» SHORT EXERCISE
Starting with the line that contains "skier in blue jacket?" and going on through the line that contains "[288,988,378,1028]", swap "jacket" for "coat" and give back only those items, with nothing else changed.

· · · ·

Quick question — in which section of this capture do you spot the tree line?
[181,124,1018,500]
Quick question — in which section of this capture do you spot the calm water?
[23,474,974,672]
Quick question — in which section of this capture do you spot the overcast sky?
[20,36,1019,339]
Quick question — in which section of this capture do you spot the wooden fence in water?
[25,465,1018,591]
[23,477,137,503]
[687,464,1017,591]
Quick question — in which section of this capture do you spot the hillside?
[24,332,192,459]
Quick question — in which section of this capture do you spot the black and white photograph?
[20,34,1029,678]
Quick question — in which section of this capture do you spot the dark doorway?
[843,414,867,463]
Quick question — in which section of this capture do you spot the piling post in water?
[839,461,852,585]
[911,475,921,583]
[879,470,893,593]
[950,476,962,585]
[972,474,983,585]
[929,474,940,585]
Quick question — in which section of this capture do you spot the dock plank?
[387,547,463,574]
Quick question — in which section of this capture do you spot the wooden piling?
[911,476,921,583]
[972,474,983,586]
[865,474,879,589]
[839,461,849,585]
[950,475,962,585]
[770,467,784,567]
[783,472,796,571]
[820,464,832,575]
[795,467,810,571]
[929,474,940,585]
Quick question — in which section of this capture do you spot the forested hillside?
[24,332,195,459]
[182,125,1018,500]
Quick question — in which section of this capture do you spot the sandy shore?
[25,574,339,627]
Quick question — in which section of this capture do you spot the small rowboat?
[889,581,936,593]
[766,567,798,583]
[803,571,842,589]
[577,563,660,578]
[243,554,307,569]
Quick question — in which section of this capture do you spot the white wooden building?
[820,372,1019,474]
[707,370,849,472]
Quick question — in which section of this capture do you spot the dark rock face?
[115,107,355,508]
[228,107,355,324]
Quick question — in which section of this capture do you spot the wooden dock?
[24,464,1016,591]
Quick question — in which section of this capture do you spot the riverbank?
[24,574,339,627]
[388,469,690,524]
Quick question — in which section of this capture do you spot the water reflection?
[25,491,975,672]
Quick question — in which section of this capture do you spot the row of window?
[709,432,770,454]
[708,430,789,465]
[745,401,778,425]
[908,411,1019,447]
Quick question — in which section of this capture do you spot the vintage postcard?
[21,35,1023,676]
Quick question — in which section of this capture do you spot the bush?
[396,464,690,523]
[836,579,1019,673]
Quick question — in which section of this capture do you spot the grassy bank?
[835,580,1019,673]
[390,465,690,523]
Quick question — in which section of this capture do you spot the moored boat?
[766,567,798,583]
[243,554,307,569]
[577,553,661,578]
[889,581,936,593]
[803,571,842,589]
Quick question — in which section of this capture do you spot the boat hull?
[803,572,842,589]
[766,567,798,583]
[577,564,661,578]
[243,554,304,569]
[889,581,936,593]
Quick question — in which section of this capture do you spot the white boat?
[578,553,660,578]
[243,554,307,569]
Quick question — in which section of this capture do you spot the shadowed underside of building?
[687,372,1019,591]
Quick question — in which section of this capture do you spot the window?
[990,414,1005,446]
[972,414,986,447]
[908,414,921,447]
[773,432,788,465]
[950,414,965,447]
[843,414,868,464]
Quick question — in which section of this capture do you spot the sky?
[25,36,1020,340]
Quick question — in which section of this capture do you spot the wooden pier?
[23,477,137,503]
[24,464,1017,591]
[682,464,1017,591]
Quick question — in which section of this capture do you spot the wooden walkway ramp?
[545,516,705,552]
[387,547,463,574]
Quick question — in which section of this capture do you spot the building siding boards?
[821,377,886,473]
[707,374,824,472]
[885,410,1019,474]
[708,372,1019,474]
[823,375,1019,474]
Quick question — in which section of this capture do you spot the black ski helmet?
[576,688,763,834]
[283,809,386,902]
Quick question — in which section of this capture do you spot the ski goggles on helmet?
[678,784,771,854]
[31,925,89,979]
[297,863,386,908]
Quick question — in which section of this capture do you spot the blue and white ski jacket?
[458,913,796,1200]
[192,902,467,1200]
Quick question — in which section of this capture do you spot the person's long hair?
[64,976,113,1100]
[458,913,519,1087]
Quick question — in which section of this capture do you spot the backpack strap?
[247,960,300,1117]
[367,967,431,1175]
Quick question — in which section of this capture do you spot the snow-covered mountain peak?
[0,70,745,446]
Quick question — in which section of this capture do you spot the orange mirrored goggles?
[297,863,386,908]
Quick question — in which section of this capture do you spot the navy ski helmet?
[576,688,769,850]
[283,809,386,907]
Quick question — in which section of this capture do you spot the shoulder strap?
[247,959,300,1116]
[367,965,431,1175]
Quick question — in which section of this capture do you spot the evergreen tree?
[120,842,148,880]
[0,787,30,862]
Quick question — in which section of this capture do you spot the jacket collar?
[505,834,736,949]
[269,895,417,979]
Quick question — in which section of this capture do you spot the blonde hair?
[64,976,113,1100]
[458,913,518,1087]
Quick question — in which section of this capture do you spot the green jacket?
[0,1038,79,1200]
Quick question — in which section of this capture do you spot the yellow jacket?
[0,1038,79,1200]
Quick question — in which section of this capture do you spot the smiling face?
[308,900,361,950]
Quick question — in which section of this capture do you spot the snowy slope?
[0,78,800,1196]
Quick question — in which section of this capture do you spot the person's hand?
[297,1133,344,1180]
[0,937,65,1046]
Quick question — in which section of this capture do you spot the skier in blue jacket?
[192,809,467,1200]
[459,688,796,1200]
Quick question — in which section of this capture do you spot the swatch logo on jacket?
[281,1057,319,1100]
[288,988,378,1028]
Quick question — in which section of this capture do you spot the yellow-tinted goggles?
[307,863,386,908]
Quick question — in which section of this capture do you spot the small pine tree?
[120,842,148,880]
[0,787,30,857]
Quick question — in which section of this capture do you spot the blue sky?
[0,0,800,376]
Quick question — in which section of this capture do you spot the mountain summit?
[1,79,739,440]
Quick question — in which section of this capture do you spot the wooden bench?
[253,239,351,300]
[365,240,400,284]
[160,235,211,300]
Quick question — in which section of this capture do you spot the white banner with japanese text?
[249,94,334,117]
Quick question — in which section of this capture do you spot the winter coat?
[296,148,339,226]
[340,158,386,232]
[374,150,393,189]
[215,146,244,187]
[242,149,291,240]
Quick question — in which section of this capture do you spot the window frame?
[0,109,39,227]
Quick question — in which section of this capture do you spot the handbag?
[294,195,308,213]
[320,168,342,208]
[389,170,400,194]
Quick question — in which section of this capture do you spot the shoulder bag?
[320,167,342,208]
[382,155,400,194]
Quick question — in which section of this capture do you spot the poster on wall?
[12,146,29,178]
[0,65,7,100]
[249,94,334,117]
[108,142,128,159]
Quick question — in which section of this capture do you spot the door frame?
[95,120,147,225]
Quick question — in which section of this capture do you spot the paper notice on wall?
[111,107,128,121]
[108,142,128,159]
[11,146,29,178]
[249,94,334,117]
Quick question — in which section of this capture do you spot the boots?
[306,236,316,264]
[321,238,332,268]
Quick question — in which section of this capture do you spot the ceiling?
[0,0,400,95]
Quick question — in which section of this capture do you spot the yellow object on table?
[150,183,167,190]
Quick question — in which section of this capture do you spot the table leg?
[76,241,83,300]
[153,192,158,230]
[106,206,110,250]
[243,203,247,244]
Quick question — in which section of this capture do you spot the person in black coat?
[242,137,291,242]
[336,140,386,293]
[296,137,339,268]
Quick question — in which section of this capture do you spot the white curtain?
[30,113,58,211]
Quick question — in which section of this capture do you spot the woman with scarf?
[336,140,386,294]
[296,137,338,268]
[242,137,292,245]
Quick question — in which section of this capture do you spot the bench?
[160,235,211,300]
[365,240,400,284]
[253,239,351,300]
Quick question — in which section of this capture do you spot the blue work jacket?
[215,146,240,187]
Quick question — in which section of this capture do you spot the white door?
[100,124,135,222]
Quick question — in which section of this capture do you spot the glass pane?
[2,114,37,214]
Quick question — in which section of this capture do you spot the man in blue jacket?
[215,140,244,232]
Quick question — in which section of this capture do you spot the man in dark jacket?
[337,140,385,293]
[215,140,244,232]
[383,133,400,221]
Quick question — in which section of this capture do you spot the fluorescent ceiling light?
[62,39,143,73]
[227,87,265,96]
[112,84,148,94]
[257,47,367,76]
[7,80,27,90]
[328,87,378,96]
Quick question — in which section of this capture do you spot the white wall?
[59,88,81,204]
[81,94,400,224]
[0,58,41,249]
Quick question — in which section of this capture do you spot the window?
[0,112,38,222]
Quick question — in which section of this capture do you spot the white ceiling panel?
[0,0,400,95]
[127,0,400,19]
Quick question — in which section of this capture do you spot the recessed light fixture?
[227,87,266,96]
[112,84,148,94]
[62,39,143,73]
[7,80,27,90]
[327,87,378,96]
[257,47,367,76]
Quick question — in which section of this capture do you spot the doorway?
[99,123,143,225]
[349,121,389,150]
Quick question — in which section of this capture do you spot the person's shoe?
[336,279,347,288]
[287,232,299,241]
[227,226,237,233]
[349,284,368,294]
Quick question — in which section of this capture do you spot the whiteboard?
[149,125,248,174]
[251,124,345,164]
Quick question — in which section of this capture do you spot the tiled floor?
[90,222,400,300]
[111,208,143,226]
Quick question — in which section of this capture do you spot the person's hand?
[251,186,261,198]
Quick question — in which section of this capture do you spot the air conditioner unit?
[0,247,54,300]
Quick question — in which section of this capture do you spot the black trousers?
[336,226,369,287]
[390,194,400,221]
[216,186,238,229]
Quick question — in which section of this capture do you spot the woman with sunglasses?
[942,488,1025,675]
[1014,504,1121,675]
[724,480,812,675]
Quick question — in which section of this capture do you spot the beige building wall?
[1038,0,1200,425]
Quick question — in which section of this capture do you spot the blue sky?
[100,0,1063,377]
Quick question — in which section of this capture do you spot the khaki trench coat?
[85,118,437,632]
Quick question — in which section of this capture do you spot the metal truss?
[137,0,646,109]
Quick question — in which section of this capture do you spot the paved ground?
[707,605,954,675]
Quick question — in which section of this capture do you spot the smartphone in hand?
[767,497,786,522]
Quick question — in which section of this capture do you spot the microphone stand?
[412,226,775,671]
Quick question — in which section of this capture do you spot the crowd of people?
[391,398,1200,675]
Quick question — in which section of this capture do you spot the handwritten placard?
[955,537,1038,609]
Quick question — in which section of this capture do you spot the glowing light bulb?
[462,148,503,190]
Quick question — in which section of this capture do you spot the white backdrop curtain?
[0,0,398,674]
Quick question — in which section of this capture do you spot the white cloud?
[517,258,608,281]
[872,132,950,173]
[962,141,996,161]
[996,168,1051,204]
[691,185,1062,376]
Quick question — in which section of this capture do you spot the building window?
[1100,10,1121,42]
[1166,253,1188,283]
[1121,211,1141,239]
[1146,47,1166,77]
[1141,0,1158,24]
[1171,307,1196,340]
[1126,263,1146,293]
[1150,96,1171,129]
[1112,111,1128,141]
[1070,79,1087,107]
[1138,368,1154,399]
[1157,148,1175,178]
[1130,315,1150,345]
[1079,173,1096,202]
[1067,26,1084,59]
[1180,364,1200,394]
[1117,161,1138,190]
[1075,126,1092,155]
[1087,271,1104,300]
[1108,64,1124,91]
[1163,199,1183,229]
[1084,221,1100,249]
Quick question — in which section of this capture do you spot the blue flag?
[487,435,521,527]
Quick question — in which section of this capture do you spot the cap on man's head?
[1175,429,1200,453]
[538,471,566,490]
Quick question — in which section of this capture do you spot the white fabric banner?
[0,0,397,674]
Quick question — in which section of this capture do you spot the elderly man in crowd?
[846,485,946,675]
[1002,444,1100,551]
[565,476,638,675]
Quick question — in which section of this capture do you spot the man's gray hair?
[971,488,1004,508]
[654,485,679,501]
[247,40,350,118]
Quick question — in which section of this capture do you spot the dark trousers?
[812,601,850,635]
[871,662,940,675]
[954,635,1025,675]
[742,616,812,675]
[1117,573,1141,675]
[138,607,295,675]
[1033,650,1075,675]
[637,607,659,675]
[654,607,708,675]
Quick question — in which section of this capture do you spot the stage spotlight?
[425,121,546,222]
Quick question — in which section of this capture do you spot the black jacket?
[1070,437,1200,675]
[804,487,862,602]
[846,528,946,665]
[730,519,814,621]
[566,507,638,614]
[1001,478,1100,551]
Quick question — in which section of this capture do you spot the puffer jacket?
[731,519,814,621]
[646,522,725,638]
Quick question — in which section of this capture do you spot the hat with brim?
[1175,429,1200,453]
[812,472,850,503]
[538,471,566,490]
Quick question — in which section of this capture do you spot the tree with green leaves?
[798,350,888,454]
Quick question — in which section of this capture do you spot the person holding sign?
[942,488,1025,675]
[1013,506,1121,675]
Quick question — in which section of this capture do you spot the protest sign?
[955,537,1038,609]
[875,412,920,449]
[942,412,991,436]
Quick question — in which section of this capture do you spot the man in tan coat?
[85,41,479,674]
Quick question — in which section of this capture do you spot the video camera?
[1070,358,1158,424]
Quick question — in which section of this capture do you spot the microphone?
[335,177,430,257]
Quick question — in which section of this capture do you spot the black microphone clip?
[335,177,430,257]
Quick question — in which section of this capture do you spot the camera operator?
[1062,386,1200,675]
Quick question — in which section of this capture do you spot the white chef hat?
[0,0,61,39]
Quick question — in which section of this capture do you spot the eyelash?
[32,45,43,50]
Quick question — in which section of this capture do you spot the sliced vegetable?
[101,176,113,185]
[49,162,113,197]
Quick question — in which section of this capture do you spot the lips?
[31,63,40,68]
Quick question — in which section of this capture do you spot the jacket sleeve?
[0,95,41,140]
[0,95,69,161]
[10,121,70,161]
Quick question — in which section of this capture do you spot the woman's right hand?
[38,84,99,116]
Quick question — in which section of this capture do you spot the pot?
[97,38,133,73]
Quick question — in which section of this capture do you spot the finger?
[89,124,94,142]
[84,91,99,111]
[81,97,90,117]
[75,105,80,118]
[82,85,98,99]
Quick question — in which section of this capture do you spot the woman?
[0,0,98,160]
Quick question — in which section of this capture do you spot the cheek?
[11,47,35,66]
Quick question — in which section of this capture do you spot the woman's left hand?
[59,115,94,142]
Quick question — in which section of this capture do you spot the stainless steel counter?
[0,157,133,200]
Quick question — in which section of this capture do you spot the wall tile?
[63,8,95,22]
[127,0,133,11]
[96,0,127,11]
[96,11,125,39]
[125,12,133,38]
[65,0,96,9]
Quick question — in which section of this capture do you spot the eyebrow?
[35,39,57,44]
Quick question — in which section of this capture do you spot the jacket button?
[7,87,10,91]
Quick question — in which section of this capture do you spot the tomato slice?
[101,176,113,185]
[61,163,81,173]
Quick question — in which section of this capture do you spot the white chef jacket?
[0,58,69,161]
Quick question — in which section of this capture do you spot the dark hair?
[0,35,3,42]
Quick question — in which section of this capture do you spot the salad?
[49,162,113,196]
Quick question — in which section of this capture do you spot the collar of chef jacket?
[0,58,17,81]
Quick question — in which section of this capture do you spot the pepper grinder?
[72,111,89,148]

· · · ·

» ANSWER IN FULL
Quick question — in which section of this capture do you spot the skier in blue coat?
[192,809,467,1200]
[459,688,796,1200]
Quick question — in which section of this capture do you spot the swatch logo on coat?
[281,1057,319,1100]
[288,988,378,1028]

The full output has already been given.